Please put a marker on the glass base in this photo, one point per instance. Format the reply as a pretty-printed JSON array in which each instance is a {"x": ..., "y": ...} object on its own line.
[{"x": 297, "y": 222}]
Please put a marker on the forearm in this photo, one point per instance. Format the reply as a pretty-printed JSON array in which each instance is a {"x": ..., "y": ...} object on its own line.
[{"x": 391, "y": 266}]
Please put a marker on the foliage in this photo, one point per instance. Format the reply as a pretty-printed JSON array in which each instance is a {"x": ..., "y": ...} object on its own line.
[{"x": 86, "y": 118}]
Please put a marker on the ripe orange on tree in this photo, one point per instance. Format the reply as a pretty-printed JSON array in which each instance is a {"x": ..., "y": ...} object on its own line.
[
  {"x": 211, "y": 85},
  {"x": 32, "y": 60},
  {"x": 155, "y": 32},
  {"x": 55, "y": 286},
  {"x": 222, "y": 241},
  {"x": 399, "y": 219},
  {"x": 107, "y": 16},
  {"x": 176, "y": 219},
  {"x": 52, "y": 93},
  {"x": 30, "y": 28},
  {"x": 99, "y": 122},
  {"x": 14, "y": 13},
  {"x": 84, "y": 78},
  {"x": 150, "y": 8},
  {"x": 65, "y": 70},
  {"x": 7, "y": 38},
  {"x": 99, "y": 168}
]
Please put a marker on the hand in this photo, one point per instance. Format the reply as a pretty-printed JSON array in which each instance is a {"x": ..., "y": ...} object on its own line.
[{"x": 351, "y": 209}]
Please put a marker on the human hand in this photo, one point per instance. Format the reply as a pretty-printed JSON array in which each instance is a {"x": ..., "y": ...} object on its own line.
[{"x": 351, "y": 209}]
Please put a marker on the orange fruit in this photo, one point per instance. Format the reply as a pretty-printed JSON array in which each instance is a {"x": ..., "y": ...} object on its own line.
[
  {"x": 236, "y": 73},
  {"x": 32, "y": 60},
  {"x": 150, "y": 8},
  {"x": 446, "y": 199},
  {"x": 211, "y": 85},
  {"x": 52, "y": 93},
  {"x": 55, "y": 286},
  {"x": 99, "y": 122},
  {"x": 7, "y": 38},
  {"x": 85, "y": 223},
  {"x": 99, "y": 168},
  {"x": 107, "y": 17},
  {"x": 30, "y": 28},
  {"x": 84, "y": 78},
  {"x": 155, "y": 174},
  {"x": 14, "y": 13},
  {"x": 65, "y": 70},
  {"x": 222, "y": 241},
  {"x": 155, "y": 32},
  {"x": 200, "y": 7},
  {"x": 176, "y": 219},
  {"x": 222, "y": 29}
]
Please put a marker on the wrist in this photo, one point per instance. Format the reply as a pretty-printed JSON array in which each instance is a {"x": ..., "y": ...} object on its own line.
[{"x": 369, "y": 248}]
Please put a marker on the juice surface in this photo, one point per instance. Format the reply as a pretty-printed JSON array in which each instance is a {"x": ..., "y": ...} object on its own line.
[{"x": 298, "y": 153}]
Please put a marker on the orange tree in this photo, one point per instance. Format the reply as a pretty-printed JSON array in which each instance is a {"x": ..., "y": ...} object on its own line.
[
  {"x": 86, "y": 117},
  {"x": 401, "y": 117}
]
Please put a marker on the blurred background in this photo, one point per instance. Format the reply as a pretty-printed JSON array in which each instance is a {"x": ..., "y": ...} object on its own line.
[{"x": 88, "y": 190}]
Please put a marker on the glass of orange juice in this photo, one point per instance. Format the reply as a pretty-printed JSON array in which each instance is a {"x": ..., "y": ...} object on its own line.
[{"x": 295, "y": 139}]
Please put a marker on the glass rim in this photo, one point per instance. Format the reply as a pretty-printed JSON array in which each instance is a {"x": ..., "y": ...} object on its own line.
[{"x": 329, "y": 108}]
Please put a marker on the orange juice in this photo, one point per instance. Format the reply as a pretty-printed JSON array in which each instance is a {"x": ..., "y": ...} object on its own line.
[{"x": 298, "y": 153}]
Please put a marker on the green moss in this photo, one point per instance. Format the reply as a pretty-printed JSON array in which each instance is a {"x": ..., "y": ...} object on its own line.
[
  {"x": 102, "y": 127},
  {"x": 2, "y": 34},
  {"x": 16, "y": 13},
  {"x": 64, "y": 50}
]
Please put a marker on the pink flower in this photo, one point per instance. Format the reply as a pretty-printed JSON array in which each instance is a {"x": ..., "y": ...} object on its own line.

• • •

Task objective: Copy out the records above exactly and completely.

Result:
Please put a marker on the glass base in this photo, one point per instance. Format the reply as a pretty-printed JSON array in which each instance is a {"x": ..., "y": ...} object on its own line.
[{"x": 297, "y": 222}]
Please put a marker on the forearm in this photo, one point per instance. Format the reply as a pretty-printed JSON array in which each instance is a {"x": ..., "y": ...} object on its own line.
[{"x": 391, "y": 266}]
Please put a marker on the foliage in this photo, one point per instance. Format the reply as a pretty-printed JSON array in which each instance is a {"x": ..., "y": ...} object on its own line.
[{"x": 86, "y": 118}]
Please put a marker on the ripe orange on tree in this photo, one point per instance. Format the reply as a pretty-printed JSON array in which each instance is a {"x": ..., "y": ...} object on its own line.
[
  {"x": 211, "y": 85},
  {"x": 32, "y": 60},
  {"x": 155, "y": 32},
  {"x": 55, "y": 286},
  {"x": 222, "y": 241},
  {"x": 399, "y": 219},
  {"x": 107, "y": 16},
  {"x": 176, "y": 219},
  {"x": 52, "y": 93},
  {"x": 30, "y": 28},
  {"x": 99, "y": 122},
  {"x": 14, "y": 13},
  {"x": 84, "y": 78},
  {"x": 150, "y": 8},
  {"x": 65, "y": 70},
  {"x": 7, "y": 38},
  {"x": 99, "y": 168}
]
Please put a marker on the hand in this photo, one point per instance. Format the reply as a pretty-printed JSON array in which each instance is a {"x": ..., "y": ...} object on its own line.
[{"x": 351, "y": 209}]
Please put a marker on the human hand in this photo, one point per instance. Format the reply as a pretty-printed JSON array in which each instance is a {"x": ..., "y": ...} object on its own line.
[{"x": 351, "y": 209}]
Please put a marker on the orange fruit in this photo, one point per instance. Format the reply as a pretty-printed JSON array in which each instance is a {"x": ..., "y": ...} object on its own line.
[
  {"x": 236, "y": 73},
  {"x": 32, "y": 60},
  {"x": 150, "y": 8},
  {"x": 446, "y": 199},
  {"x": 211, "y": 85},
  {"x": 52, "y": 93},
  {"x": 55, "y": 286},
  {"x": 99, "y": 122},
  {"x": 7, "y": 38},
  {"x": 85, "y": 223},
  {"x": 99, "y": 168},
  {"x": 107, "y": 17},
  {"x": 30, "y": 28},
  {"x": 84, "y": 78},
  {"x": 155, "y": 174},
  {"x": 14, "y": 13},
  {"x": 65, "y": 70},
  {"x": 222, "y": 241},
  {"x": 155, "y": 32},
  {"x": 200, "y": 7},
  {"x": 176, "y": 219},
  {"x": 222, "y": 29}
]
Please put a marker on the wrist in this photo, one point per instance. Format the reply as a pretty-printed JSON array in which each instance is a {"x": ..., "y": ...} object on its own line.
[{"x": 369, "y": 248}]
Please put a marker on the juice surface in this photo, one point per instance. Format the reply as a pretty-printed JSON array in which each instance is a {"x": ..., "y": ...} object on its own line.
[{"x": 298, "y": 153}]
Please put a marker on the orange tree in this photo, one point per instance. Format the reply as a pretty-printed JSON array in which each instance is a {"x": ..., "y": ...} object on its own line.
[
  {"x": 86, "y": 117},
  {"x": 401, "y": 117}
]
Please put a marker on the blurred background in this photo, one point per instance. Format the reply as a pretty-printed JSON array in which each instance is a {"x": ..., "y": ...} object on its own line.
[{"x": 88, "y": 190}]
Please put a marker on the glass of orange juice in this photo, one point per instance. Format the reply as a pretty-printed JSON array in which each instance is a {"x": ..., "y": ...} object on its own line.
[{"x": 295, "y": 139}]
Please put a marker on the glass rim in this photo, one point per instance. Format the reply as a pretty-printed JSON array in which each instance is a {"x": ..., "y": ...} object on its own line.
[{"x": 329, "y": 108}]
Please put a marker on the orange juice in this photo, one point per instance. Format the reply as a pretty-printed JSON array in which each instance is a {"x": ..., "y": ...} object on its own line.
[{"x": 298, "y": 153}]
Please put a marker on the green moss in this photo, one point per instance. Format the reply as a pretty-printed JSON array in which each instance is a {"x": ..., "y": ...} object on its own line.
[
  {"x": 102, "y": 127},
  {"x": 2, "y": 34},
  {"x": 16, "y": 13},
  {"x": 64, "y": 50}
]
Please put a marker on the pink flower in this photo, one point per instance. Format the reply as a pretty-printed JSON array in which each instance is a {"x": ..., "y": ...} object on its own line.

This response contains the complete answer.